The entries below contain a stretch that opens with the line containing "[locate] the blue sky" and closes with the line containing "Target: metal railing"; set down that stretch exactly, both ends included, and nothing else.

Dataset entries
..........
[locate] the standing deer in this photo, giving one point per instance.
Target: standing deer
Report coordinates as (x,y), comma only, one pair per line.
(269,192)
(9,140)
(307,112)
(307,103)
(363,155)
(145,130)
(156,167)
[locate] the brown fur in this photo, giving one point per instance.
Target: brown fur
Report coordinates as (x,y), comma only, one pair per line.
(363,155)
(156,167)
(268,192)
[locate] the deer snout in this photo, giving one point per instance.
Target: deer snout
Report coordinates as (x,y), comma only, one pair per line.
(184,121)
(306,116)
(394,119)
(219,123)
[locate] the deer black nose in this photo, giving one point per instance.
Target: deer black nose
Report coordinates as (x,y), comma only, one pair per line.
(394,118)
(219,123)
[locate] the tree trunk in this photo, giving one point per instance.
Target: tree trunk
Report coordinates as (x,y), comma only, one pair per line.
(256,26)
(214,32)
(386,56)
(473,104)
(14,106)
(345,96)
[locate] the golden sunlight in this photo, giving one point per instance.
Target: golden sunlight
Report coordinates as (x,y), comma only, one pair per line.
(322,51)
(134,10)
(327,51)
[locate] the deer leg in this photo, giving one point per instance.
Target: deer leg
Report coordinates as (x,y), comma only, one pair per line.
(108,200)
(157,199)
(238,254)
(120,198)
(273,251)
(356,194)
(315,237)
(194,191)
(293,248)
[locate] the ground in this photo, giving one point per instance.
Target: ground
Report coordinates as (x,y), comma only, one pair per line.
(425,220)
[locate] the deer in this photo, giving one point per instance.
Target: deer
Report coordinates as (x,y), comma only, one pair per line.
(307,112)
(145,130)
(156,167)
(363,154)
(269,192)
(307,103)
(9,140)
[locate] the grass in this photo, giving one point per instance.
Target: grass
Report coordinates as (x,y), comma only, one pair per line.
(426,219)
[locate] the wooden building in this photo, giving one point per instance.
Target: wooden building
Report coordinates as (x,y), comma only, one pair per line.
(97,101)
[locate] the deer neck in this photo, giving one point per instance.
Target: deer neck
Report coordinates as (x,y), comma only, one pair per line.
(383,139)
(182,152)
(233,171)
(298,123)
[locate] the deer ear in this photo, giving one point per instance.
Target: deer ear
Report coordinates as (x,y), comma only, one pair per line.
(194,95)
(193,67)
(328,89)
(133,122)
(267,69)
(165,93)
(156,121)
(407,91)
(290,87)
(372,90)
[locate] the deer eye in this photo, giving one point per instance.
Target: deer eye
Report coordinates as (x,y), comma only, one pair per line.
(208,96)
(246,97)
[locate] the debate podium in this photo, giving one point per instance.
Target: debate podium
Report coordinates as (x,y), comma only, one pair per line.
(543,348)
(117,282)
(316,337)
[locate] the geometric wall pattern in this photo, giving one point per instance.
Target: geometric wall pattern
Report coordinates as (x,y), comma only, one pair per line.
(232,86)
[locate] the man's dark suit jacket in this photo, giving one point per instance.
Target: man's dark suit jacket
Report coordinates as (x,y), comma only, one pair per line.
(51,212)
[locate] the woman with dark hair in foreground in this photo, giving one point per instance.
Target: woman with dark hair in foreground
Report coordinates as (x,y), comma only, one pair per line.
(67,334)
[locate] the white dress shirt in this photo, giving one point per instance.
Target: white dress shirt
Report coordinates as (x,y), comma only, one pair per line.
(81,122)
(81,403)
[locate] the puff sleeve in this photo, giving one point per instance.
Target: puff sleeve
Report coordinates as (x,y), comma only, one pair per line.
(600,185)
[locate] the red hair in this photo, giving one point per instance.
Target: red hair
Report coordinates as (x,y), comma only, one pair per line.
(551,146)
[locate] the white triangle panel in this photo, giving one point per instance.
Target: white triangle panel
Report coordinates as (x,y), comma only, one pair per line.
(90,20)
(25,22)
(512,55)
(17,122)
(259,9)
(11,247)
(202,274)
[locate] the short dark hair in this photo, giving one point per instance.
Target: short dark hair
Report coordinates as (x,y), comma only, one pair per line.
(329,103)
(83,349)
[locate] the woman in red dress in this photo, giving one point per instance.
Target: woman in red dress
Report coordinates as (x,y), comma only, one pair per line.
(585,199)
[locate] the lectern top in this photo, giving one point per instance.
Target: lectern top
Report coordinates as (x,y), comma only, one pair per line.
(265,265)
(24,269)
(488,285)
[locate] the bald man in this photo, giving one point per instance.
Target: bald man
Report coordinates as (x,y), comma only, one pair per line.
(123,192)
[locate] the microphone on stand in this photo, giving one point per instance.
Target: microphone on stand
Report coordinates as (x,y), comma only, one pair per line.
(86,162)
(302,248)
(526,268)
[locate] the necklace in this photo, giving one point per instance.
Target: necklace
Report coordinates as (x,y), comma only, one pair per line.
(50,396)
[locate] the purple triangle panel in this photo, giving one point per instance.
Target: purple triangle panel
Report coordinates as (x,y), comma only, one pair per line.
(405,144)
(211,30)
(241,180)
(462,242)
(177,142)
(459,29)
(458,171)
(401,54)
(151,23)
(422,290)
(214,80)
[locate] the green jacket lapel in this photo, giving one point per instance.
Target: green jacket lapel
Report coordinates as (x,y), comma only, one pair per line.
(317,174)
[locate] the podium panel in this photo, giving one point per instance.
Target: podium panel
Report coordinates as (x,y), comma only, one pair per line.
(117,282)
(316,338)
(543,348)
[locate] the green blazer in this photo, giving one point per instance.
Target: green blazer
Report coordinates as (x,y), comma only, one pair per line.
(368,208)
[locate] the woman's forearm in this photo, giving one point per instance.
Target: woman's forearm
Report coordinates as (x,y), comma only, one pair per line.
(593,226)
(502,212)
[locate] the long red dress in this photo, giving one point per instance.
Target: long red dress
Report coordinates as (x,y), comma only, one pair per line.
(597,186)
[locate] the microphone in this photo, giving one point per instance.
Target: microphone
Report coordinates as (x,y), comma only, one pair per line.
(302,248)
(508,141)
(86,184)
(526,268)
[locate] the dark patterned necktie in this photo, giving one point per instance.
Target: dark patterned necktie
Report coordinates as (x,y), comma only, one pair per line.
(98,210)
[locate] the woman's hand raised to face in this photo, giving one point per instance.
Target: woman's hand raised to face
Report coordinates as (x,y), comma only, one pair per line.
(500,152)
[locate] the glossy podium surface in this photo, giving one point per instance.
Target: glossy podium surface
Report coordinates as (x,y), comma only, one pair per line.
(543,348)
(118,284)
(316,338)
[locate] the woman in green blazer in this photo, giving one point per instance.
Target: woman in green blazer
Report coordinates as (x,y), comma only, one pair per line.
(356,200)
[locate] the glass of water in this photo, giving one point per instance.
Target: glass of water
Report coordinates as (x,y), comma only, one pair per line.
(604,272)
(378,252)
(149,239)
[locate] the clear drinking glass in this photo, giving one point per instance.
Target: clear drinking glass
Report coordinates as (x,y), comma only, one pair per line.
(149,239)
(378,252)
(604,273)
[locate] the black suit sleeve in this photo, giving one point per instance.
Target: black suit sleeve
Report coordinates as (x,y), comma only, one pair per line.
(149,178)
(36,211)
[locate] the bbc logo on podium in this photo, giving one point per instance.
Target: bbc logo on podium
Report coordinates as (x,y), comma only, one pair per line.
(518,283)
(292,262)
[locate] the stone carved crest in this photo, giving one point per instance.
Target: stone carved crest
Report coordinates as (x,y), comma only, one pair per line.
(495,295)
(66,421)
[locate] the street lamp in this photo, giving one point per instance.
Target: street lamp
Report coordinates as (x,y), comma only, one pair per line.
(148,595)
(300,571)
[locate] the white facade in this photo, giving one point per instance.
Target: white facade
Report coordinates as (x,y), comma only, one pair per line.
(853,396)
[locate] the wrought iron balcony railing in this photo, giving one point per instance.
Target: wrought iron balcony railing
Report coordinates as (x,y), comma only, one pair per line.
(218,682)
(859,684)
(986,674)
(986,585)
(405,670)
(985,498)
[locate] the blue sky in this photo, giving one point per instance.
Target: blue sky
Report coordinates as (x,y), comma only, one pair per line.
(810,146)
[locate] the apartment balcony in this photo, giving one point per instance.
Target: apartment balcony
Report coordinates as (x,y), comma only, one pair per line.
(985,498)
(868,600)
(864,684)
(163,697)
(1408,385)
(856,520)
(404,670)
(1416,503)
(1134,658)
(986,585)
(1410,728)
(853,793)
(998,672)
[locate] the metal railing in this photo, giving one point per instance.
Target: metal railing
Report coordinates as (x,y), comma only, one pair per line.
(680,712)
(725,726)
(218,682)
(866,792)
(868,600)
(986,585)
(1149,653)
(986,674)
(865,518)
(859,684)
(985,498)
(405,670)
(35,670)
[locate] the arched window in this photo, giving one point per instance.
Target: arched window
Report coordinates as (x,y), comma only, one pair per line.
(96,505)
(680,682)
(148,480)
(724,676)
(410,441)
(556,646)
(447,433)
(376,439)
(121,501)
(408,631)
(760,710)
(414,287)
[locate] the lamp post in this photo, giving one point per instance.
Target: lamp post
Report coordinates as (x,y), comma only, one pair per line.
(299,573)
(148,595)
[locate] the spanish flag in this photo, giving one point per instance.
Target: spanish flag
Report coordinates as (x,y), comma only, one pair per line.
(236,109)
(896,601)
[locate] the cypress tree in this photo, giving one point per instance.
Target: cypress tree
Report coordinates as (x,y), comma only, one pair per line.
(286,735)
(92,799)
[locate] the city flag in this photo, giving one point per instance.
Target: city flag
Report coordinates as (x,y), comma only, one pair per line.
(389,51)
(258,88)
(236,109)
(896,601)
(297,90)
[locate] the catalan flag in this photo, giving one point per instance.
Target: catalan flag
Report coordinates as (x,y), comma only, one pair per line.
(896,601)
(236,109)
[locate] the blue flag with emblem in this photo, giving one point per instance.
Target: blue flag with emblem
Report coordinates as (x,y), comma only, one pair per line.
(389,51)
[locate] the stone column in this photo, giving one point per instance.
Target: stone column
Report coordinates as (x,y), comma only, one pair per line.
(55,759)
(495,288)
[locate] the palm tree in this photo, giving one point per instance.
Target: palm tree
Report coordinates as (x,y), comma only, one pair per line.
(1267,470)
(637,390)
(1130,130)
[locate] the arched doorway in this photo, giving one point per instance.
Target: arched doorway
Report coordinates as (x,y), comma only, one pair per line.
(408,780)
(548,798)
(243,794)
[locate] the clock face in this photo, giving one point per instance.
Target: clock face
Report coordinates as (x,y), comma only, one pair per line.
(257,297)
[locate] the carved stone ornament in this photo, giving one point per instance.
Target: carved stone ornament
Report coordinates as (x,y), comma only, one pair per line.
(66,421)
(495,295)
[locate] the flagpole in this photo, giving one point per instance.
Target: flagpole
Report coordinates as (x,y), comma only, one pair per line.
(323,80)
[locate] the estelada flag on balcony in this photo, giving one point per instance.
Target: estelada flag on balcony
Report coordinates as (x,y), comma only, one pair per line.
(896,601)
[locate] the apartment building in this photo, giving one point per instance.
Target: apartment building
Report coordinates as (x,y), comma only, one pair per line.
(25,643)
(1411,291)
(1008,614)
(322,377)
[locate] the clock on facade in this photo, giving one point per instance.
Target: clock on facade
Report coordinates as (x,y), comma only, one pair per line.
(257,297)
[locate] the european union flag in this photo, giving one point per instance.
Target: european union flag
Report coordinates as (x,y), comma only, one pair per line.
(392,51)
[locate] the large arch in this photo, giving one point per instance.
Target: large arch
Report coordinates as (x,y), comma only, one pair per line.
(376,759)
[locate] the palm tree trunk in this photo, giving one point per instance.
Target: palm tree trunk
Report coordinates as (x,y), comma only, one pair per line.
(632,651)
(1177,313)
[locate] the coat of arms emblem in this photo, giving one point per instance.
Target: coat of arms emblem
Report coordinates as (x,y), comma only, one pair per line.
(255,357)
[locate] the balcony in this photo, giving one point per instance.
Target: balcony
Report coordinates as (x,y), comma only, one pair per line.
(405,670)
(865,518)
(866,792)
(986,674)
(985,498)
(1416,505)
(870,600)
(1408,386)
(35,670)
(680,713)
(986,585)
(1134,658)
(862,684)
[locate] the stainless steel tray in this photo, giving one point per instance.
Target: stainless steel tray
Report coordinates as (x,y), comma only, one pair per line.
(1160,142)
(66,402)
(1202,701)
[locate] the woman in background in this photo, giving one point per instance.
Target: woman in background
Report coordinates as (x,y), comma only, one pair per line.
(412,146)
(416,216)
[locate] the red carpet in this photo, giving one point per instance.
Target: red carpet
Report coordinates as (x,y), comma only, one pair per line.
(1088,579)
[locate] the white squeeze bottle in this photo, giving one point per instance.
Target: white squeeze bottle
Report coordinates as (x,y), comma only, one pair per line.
..........
TASK ANSWER:
[locate] the blue sky in this photo, giving one point per instance.
Target: blue sky
Report coordinates as (x,y), comma only, one pair per line.
(810,146)
[locate] the apartment balcony in this photo, giving one point per instance.
Target: apartment balcony
Report coordinates as (x,y), comma only, one pair per line.
(985,498)
(868,600)
(864,684)
(163,697)
(1408,385)
(856,520)
(404,670)
(1416,503)
(1134,658)
(986,585)
(1410,728)
(853,793)
(998,672)
[locate] the metal railing in this photo, giving one point per instance.
Target: metal railing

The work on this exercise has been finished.